◆ PROBLEM: Write out every line of the listing below word for word, changing nothing.

— begin —

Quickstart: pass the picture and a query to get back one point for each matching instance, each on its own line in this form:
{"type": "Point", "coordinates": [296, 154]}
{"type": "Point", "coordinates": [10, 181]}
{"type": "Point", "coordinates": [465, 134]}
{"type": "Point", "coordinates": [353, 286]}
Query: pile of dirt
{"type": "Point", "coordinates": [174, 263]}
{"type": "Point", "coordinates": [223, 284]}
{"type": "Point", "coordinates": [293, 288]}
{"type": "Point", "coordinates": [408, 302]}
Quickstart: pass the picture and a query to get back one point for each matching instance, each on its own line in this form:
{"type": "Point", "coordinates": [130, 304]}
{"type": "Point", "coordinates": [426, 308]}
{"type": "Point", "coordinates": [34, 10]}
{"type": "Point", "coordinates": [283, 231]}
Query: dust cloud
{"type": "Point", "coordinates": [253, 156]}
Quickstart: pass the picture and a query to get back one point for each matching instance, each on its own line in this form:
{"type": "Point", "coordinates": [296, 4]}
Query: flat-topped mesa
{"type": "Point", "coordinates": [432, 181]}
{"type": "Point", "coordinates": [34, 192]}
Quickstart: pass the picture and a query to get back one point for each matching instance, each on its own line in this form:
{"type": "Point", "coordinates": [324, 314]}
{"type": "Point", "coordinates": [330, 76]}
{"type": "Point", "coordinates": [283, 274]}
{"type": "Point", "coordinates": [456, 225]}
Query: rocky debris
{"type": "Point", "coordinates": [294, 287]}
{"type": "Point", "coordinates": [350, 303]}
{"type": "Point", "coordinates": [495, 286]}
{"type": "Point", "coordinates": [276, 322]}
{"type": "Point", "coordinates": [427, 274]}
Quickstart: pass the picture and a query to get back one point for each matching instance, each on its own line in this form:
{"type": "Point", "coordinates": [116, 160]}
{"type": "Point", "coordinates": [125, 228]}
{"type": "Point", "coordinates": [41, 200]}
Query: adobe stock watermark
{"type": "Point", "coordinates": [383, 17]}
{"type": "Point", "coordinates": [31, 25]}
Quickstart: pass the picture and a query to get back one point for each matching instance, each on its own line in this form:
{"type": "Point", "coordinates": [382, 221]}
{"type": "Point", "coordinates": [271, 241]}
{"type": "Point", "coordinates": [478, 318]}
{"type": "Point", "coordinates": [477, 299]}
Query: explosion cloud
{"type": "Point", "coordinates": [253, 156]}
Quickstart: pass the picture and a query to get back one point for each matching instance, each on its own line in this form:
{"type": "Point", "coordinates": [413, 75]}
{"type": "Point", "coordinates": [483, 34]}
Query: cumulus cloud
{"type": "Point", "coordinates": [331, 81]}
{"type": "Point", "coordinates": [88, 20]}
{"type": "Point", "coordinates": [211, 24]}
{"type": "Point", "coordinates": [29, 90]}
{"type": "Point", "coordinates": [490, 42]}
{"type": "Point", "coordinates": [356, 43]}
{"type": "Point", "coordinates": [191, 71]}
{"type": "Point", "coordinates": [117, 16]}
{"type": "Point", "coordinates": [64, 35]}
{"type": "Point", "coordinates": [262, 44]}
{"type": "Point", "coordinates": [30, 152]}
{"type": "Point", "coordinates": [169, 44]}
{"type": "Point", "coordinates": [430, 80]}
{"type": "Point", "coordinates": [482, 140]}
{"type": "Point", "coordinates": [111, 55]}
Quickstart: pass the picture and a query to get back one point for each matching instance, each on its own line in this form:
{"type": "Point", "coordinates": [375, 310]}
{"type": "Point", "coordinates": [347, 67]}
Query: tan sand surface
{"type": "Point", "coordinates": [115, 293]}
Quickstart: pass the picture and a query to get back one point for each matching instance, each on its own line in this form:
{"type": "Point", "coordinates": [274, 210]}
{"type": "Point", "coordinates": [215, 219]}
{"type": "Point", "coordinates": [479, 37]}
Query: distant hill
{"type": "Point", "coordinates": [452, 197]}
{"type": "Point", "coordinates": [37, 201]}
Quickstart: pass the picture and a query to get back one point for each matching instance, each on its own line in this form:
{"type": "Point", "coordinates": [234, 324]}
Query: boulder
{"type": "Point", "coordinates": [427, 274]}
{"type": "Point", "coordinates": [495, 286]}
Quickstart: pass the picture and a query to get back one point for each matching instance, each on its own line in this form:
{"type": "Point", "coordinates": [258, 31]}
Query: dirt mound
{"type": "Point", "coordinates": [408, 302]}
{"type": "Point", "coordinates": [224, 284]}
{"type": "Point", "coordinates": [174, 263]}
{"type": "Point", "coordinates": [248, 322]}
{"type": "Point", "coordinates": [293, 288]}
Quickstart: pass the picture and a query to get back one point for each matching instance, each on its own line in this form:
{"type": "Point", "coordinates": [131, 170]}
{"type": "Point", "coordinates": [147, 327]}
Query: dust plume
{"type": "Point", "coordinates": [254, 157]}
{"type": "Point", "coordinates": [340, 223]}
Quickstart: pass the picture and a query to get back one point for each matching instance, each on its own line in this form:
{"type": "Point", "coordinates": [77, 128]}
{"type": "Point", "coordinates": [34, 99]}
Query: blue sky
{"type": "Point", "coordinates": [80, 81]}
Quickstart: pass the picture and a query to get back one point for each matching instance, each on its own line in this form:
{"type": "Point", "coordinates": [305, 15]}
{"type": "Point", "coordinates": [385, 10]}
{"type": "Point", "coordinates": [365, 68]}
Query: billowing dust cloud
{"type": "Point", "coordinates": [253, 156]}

— end —

◆ FINISHED EXERCISE:
Quickstart: pass the picture and a query to get back one point for each matching instance, each on its own line in this form:
{"type": "Point", "coordinates": [296, 154]}
{"type": "Point", "coordinates": [10, 181]}
{"type": "Point", "coordinates": [465, 134]}
{"type": "Point", "coordinates": [353, 286]}
Query: pile of dirt
{"type": "Point", "coordinates": [174, 263]}
{"type": "Point", "coordinates": [223, 284]}
{"type": "Point", "coordinates": [293, 288]}
{"type": "Point", "coordinates": [408, 302]}
Quickstart: pass the picture and a query to get back one point for each matching instance, each on its own line in this form:
{"type": "Point", "coordinates": [130, 304]}
{"type": "Point", "coordinates": [426, 308]}
{"type": "Point", "coordinates": [34, 10]}
{"type": "Point", "coordinates": [283, 231]}
Query: dust cloud
{"type": "Point", "coordinates": [253, 156]}
Quickstart: pass the picture and a query to get back one point for each matching instance, each on its own line in this form:
{"type": "Point", "coordinates": [296, 4]}
Query: flat-topped mesa
{"type": "Point", "coordinates": [432, 181]}
{"type": "Point", "coordinates": [34, 192]}
Quickstart: pass the picture and a query to get back one point for each matching instance, each on its own line in this form:
{"type": "Point", "coordinates": [324, 314]}
{"type": "Point", "coordinates": [330, 76]}
{"type": "Point", "coordinates": [283, 274]}
{"type": "Point", "coordinates": [456, 225]}
Query: rocky debris
{"type": "Point", "coordinates": [294, 287]}
{"type": "Point", "coordinates": [350, 303]}
{"type": "Point", "coordinates": [495, 286]}
{"type": "Point", "coordinates": [276, 322]}
{"type": "Point", "coordinates": [427, 274]}
Quickstart: pass the picture and a query to get back one point for each matching instance, each on its own line in this form:
{"type": "Point", "coordinates": [116, 160]}
{"type": "Point", "coordinates": [125, 228]}
{"type": "Point", "coordinates": [41, 200]}
Query: adobe stock watermark
{"type": "Point", "coordinates": [383, 17]}
{"type": "Point", "coordinates": [31, 25]}
Quickstart: pass the picture and a query to get back one point for each matching instance, each on its own line in this form:
{"type": "Point", "coordinates": [382, 221]}
{"type": "Point", "coordinates": [271, 241]}
{"type": "Point", "coordinates": [478, 318]}
{"type": "Point", "coordinates": [477, 299]}
Query: explosion cloud
{"type": "Point", "coordinates": [253, 156]}
Quickstart: pass the picture and a query to get back one point for each matching instance, each on its own line in this form:
{"type": "Point", "coordinates": [413, 75]}
{"type": "Point", "coordinates": [483, 34]}
Query: cumulus cloud
{"type": "Point", "coordinates": [331, 81]}
{"type": "Point", "coordinates": [88, 20]}
{"type": "Point", "coordinates": [211, 24]}
{"type": "Point", "coordinates": [29, 90]}
{"type": "Point", "coordinates": [490, 42]}
{"type": "Point", "coordinates": [356, 43]}
{"type": "Point", "coordinates": [191, 71]}
{"type": "Point", "coordinates": [117, 16]}
{"type": "Point", "coordinates": [64, 35]}
{"type": "Point", "coordinates": [262, 44]}
{"type": "Point", "coordinates": [30, 152]}
{"type": "Point", "coordinates": [169, 44]}
{"type": "Point", "coordinates": [430, 80]}
{"type": "Point", "coordinates": [482, 140]}
{"type": "Point", "coordinates": [111, 55]}
Quickstart: pass the picture and a query to get back one point for each matching instance, each on its own line in this form:
{"type": "Point", "coordinates": [375, 310]}
{"type": "Point", "coordinates": [347, 67]}
Query: tan sand surface
{"type": "Point", "coordinates": [115, 293]}
Quickstart: pass the picture and a query to get back one point for each matching instance, each on its own line in this form:
{"type": "Point", "coordinates": [274, 210]}
{"type": "Point", "coordinates": [215, 219]}
{"type": "Point", "coordinates": [479, 37]}
Query: distant hill
{"type": "Point", "coordinates": [452, 197]}
{"type": "Point", "coordinates": [37, 201]}
Quickstart: pass the picture and a query to get back one point for each matching instance, each on its own line in this form:
{"type": "Point", "coordinates": [234, 324]}
Query: boulder
{"type": "Point", "coordinates": [427, 274]}
{"type": "Point", "coordinates": [495, 286]}
Quickstart: pass the picture and a query to get back one point for each matching instance, each on its own line in this form:
{"type": "Point", "coordinates": [258, 31]}
Query: dirt mound
{"type": "Point", "coordinates": [408, 302]}
{"type": "Point", "coordinates": [224, 284]}
{"type": "Point", "coordinates": [174, 263]}
{"type": "Point", "coordinates": [248, 322]}
{"type": "Point", "coordinates": [293, 288]}
Quickstart: pass the picture and a query to get back one point for each matching instance, each on its own line in this form:
{"type": "Point", "coordinates": [131, 170]}
{"type": "Point", "coordinates": [147, 327]}
Query: dust plume
{"type": "Point", "coordinates": [254, 157]}
{"type": "Point", "coordinates": [340, 223]}
Quickstart: pass the picture and a query to get back one point for each matching instance, each on its own line in this form:
{"type": "Point", "coordinates": [77, 128]}
{"type": "Point", "coordinates": [34, 99]}
Query: blue sky
{"type": "Point", "coordinates": [80, 81]}
Quickstart: pass the picture and a query to get back one point for each matching instance, each on its own line in this form:
{"type": "Point", "coordinates": [305, 15]}
{"type": "Point", "coordinates": [385, 10]}
{"type": "Point", "coordinates": [365, 68]}
Query: billowing dust cloud
{"type": "Point", "coordinates": [253, 156]}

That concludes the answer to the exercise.